Activity: Transcribe word for word the section of the article on growing cherries that starts at "Canberra maturity is" and ends after "well in Canberra.".

Excerpted passage:
The cherry challenge

Owen Pidgeon
Cherries: The right location and climate are crucial.
Cherries: The right location and climate are crucial. Photo: John Woudstra

It seems a long way from the Caspian Sea to the Southern Tablelands of NSW, but that's how far cherries have travelled through time.

And the climate and soil for cherries is so narrow that Young and Orange grow close to half of the country's crop. An early pioneer with an eye for fruit growing must have assessed the hillsides of Lambing Flat (now Young) because the first cherries were planted there in 1847.

It took 30 years for a commercial orchard to be established. So for public servants considering business options after decades of serving the Commonwealth, a cherry orchard might be just the thing.

Growing cherries, however, is high risk. You need well-drained hillsides and access to extra water. Both have been a challenge for me.

Cherry trees do not like heavy clay soils and quickly develop root rot if winter and spring rains lead to saturated grounds. We lost our first plantings of 30 trees after just two years, from an over wet winter.

A reasonably deep, friable, loamy soil with good drainage is pretty important.

Cherries flower well before the frost is over in Canberra so this can be another major factor.

Then we have the challenge of birds, which means no harvest at all unless the trees are wrapped in netting. Starlings are a real pest because they seem to be able to crawl underneath nets, even those draping along the ground.

Rain brings joy and heartbreak to farmers, depending on timing, intensity and volume. We suffered and Young suffered greatly in the bad drought years, with a much diminished cherry harvest. But in the past two years the heavens opened at just the wrong time. Cherry trees act like giant sponges with rain - too much and the cherries just keep expanding until they split. Then if the days stay humid, mould becomes a major problem.

One solution is to plant different varieties of cherries. There are more than 50 available, with diverse maturity dates. Cherry splitting occurs most in the last week before harvest.

So even for a backyard garden, it is worth planting cherry trees with differing maturity dates.

Canberra maturity is two weeks after Young and some varieties that grow well in hotter climates, such as Rons Seedling, do not do so well in Canberra.

Referring expression data
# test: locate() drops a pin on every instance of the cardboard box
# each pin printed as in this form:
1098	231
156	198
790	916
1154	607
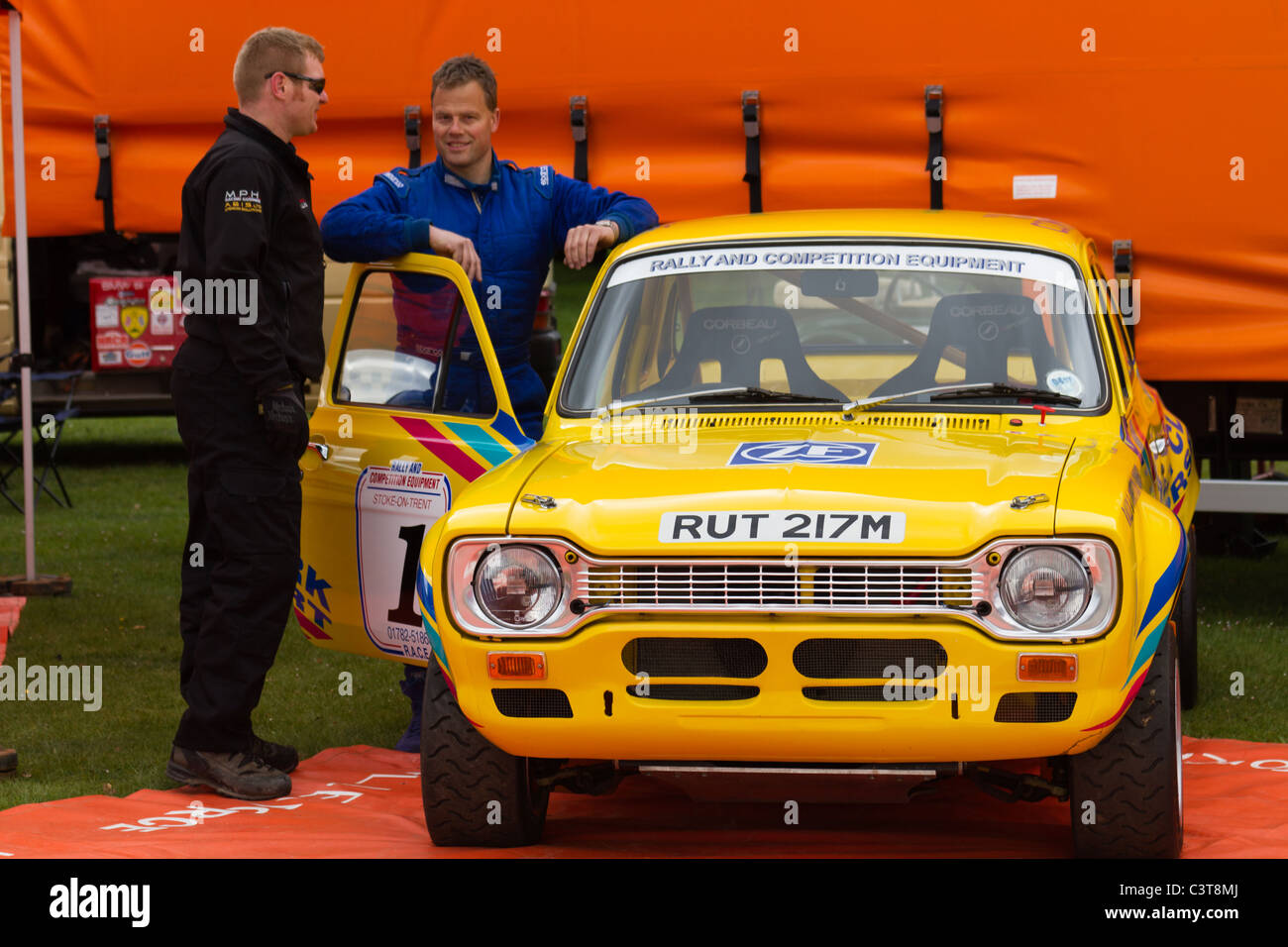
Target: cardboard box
133	329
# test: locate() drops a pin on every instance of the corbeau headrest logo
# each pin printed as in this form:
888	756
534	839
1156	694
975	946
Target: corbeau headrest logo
982	311
738	325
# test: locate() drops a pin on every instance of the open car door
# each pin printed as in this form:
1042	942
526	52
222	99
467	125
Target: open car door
412	408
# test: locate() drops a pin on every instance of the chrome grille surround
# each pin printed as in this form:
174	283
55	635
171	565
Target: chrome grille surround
954	587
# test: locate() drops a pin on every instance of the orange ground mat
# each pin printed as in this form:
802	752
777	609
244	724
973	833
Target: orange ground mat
361	801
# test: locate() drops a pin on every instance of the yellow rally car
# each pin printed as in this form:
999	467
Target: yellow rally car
848	497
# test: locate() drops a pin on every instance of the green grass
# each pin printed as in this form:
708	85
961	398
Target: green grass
1243	629
121	547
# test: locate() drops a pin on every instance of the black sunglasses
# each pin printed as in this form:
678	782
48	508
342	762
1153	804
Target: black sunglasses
314	84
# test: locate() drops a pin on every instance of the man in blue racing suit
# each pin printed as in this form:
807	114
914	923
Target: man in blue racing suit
501	223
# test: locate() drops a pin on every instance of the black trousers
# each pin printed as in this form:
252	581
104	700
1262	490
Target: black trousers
241	556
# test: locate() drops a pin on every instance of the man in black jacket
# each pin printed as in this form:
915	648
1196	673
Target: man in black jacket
250	258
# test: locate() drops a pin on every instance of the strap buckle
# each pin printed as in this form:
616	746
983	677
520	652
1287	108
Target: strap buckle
934	108
751	114
102	131
578	115
411	127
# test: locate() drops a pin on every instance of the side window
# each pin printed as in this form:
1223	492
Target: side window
411	344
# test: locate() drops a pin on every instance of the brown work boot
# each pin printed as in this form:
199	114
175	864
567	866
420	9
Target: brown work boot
277	755
236	775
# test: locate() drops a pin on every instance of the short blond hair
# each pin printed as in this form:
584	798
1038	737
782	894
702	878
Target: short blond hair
271	50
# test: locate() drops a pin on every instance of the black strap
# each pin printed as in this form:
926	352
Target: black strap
103	192
578	116
411	128
935	129
751	128
1124	263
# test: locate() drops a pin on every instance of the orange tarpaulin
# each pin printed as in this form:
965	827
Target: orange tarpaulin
362	802
1158	121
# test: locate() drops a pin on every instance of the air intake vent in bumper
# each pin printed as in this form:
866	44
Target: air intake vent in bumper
1035	706
531	701
694	692
866	657
695	657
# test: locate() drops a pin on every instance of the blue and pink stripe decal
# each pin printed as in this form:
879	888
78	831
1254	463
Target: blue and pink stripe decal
1151	626
493	444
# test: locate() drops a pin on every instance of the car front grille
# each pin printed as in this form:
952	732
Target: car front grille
833	586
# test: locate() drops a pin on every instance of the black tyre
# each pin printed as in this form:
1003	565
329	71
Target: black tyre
1188	630
473	792
1125	793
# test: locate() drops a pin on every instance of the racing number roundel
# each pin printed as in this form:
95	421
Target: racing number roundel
395	505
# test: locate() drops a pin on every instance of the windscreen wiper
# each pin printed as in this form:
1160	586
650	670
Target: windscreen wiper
996	388
884	398
763	394
734	390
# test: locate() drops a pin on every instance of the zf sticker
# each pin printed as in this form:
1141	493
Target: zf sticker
781	526
819	453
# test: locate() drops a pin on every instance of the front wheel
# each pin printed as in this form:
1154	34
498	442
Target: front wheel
1125	793
473	792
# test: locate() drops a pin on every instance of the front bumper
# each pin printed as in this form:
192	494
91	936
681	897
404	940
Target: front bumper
780	723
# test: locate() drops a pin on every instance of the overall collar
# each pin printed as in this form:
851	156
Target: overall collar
240	121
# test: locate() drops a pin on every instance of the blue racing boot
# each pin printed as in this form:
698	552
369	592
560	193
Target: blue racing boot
412	685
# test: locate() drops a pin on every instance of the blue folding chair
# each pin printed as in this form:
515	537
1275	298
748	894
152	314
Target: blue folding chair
11	429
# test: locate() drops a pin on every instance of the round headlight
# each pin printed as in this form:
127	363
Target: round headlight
518	585
1044	587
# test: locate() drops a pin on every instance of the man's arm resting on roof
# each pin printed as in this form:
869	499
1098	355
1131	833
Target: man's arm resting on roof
578	202
375	224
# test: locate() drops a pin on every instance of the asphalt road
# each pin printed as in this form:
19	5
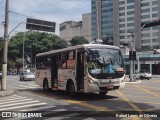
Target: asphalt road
136	101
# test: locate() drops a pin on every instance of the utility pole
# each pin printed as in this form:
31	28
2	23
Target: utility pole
5	48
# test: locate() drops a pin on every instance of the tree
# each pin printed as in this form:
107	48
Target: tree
78	40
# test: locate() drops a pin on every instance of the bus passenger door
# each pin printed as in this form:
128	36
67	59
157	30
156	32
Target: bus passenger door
80	71
54	72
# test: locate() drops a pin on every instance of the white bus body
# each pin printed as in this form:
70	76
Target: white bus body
81	68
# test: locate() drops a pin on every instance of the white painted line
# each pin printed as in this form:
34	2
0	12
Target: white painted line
30	105
15	101
38	108
19	103
9	99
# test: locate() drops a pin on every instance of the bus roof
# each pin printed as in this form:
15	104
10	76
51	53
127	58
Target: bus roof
76	47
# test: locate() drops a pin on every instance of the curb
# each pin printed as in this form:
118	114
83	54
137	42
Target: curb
6	92
138	81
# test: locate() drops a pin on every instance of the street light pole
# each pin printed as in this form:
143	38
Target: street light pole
23	49
5	48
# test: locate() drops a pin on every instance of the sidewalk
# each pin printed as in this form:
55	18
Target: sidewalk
6	92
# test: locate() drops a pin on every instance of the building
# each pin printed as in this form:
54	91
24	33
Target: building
117	26
70	29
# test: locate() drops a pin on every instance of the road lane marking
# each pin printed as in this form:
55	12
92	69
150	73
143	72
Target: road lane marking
156	81
27	86
15	101
146	91
30	105
11	99
132	105
146	102
129	91
38	108
151	87
19	103
99	108
143	96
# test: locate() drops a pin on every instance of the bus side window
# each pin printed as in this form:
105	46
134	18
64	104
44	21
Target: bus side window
43	62
63	61
71	60
48	63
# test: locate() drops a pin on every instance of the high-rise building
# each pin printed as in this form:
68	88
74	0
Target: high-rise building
70	29
115	21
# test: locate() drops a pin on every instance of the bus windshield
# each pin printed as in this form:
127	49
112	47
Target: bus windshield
105	63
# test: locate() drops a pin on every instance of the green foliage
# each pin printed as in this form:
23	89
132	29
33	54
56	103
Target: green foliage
78	40
1	54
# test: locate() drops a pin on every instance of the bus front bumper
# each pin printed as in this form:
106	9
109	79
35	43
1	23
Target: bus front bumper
94	87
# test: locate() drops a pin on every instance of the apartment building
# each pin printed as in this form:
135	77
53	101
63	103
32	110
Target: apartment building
70	29
115	21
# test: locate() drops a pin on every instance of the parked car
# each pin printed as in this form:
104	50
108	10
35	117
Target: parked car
26	76
143	75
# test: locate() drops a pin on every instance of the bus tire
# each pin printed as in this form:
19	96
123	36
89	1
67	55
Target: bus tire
45	85
103	93
71	89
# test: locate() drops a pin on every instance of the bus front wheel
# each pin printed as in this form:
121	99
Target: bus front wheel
45	85
103	93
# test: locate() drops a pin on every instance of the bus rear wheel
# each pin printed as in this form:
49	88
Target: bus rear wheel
45	85
71	89
103	93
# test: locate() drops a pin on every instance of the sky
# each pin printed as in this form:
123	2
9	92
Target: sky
50	10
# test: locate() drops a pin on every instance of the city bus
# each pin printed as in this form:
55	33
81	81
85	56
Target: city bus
81	68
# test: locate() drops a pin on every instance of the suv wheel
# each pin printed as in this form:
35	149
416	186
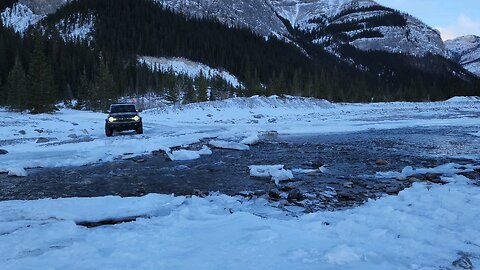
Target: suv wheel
108	131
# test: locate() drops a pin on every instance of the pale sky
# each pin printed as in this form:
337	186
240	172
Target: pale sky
453	18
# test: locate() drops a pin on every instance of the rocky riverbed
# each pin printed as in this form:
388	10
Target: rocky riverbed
331	172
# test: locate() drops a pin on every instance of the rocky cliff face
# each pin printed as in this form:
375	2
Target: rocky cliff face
466	51
361	23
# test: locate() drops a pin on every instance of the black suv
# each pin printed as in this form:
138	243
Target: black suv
123	117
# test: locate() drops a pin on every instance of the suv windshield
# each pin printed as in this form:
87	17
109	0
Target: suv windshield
122	108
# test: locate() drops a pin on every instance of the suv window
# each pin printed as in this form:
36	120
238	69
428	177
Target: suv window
122	108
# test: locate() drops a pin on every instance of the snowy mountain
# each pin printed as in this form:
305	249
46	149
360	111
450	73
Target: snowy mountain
361	23
466	51
19	17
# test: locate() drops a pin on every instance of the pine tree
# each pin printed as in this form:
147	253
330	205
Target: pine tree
104	92
16	87
190	95
201	85
84	91
172	94
40	80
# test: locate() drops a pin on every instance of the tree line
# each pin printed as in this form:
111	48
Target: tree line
42	67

Result of the exercise:
Canberra maturity is two weeks after Young and some varieties that grow well in hotter climates, such as Rons Seedling, do not do so well in Canberra.